Enunciado escrito 1
Reproduza, sem alterações, o trecho do excerto sobre a escrita da tese desde "Defendi antes que" até "a esta modalidade.)".

Excerto apresentado
%%

Essa informação deverá chegar-me até ao fim das férias da Páscoa.

Defendi antes que considerava possível e desejável como exercício de treinamento futuro que cada um escrevesse um pequeno capítulo da tese ou partes da mesma, de acordo com o andamento das investigações de cada um.

Muitas vezes a “folha” em branco é criadora de angústias que talvez possam ir sendo ultrapassadas.

Esta opção, face à habitual escrita de um relatório, parece-me ser mais exigente, mas ao mesmo tempo também funciona como contra-prova do que cada um já alcançou em termos metodológicos e investigativos e o que precisa de fazer em etapas futuras. (Ver indicações dadas na 1ª aula, agora adaptadas a esta modalidade.)

%%

Registos de marcação da posição de objetos
%%

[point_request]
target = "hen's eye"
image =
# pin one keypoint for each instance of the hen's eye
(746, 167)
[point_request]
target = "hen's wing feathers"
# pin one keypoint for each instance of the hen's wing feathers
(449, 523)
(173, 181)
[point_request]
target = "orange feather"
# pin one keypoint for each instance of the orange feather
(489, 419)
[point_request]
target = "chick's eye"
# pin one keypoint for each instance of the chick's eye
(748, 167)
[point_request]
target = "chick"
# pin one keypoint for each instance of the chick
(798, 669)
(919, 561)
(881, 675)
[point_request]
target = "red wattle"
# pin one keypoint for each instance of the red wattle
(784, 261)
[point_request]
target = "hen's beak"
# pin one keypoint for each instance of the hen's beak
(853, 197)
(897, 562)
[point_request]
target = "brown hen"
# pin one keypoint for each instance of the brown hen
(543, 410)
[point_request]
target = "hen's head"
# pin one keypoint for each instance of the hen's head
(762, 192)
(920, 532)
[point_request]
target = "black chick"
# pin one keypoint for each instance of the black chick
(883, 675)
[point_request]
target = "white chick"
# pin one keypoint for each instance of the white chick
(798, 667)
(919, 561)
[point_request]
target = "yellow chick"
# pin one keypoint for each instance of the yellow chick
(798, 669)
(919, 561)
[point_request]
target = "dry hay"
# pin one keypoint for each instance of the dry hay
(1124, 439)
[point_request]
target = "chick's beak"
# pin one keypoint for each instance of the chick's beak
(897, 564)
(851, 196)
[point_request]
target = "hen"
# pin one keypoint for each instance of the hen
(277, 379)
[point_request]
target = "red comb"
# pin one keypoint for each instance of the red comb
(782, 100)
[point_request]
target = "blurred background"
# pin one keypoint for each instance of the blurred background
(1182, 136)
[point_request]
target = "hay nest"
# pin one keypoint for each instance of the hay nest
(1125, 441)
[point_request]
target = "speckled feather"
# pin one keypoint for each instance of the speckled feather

%%

Enunciado escrito 2
Devolva todas as linhas dos registos que contêm a palavra "black".

Resposta completa 1
Defendi antes que considerava possível e desejável como exercício de treinamento futuro que cada um escrevesse um pequeno capítulo da tese ou partes da mesma, de acordo com o andamento das investigações de cada um.

Muitas vezes a “folha” em branco é criadora de angústias que talvez possam ir sendo ultrapassadas.

Esta opção, face à habitual escrita de um relatório, parece-me ser mais exigente, mas ao mesmo tempo também funciona como contra-prova do que cada um já alcançou em termos metodológicos e investigativos e o que precisa de fazer em etapas futuras. (Ver indicações dadas na 1ª aula, agora adaptadas a esta modalidade.)

Resposta completa 2
target = "black chick"
# pin one keypoint for each instance of the black chick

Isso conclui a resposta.